━━━ ITEMS ━━━

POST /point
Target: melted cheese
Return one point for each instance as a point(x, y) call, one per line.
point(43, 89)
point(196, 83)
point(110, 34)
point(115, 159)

━━━

◆ THE EXERCISE ◆
Rewrite the material above, changing "melted cheese" to "grated cheese" and keeping everything else the same.

◆ RESULT OF THE TASK ◆
POST /point
Target: grated cheese
Return one point for each instance as a point(x, y) call, one per line.
point(43, 89)
point(196, 83)
point(110, 34)
point(115, 159)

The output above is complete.